Check your understanding →
[1] According to the school article, in what year did the school start the expansion project on the 17-acre site?
[2] Retype the school article word for word, starting at "As of the 2023–24" and ending at "the Ivy League.".
[3] List every academic degree that the school article says faculty members hold.

Study text →
************
As of the 2023–24 school year, the school had an enrollment of 527 students (plus 80 in PreK) and 74.1 classroom teachers (on an FTE basis), for a student–teacher ratio of 7.1:1. The school's student body was 70.2% (370) Asian, 23.0% (121) White, 2.8% (370) Hispanic, 2.1% (11) two or more races, 1.7% (9) Black and 0.2% (1) American Indian / Alaska Native.

==History==
The school started its operation in about 1993 on the premises of the Islamic Society of Central Jersey. In 2009, it started the expansion project on the 17 acres site. Noor-Ul-Iman School has a 100% college attendance rate post-graduation, with students applying to colleges within the United States and abroad ranging from state colleges to the Ivy League.

==Faculty==
NUI students are instructed by sixty-six full-time and part-time faculty members allowing for the advantages of a low student/teacher ratio. In addition to the faculty members who have bachelor's degrees in their fields, twenty have master's degrees, one has a PhD and one has a Juris Doctor. NUI faculty members have an average of eleven years of teaching experience. All of the foreign language faculty members are native speakers of the language they teach. Several of the high school faculty members have published papers and/or books and many faculty members throughout the school have led workshops in their areas of expertise.

==Students==
The NUI student body is very diverse. Students come from a variety of cultural and economic backgrounds. The majority of the students are bilingual, and some are trilingual. This diversity of the NUI student body gives the students a greater perspective on cultural traditions as well as religious understanding.

In the previous seventeen years, NUI has graduated a total of 325 students. Of those students:

- Ten were National Merit finalists.
- Forty-seven were National Merit commended students.
************
Referring expression pointing data
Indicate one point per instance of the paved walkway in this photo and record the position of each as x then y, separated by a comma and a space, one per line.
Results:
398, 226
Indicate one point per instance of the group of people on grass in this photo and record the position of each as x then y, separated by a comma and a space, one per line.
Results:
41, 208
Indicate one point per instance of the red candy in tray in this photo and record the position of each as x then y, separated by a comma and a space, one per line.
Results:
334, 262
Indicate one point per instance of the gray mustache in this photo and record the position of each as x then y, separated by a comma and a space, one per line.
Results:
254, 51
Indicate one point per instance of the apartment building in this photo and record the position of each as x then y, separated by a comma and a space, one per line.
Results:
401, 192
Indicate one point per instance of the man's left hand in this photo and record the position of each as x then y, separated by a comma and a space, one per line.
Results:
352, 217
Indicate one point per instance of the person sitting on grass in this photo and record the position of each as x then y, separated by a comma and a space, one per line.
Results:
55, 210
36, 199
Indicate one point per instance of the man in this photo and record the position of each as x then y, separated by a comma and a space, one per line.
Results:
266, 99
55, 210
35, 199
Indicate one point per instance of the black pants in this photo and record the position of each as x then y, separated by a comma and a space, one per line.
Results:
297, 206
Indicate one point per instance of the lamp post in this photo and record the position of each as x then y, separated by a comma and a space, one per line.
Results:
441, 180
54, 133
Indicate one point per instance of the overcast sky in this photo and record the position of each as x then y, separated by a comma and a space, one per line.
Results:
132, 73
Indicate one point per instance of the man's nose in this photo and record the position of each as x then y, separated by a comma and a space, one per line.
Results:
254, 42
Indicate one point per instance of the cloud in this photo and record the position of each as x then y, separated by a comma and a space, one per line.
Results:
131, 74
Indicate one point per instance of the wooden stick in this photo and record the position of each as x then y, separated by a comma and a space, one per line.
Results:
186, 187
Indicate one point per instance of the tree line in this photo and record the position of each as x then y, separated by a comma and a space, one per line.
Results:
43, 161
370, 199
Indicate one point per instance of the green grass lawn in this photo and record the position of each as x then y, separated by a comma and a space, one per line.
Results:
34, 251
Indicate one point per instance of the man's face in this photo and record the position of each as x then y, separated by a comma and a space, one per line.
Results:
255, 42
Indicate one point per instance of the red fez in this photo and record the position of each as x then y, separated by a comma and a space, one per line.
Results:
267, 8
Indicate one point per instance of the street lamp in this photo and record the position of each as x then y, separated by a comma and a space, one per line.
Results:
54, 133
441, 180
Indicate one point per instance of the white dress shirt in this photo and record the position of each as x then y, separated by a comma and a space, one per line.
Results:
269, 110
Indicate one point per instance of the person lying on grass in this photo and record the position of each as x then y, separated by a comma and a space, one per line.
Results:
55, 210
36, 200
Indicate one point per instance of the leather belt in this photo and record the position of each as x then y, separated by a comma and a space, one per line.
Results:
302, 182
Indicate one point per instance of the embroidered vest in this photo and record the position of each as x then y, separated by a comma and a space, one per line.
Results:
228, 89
************
Responses to the exercise →
[1] 2009

[2]
As of the 2023–24 school year, the school had an enrollment of 527 students (plus 80 in PreK) and 74.1 classroom teachers (on an FTE basis), for a student–teacher ratio of 7.1:1. The school's student body was 70.2% (370) Asian, 23.0% (121) White, 2.8% (370) Hispanic, 2.1% (11) two or more races, 1.7% (9) Black and 0.2% (1) American Indian / Alaska Native.

==History==
The school started its operation in about 1993 on the premises of the Islamic Society of Central Jersey. In 2009, it started the expansion project on the 17 acres site. Noor-Ul-Iman School has a 100% college attendance rate post-graduation, with students applying to colleges within the United States and abroad ranging from state colleges to the Ivy League.

[3]
- Bachelor's degree
- Master's degree
- PhD
- Juris Doctor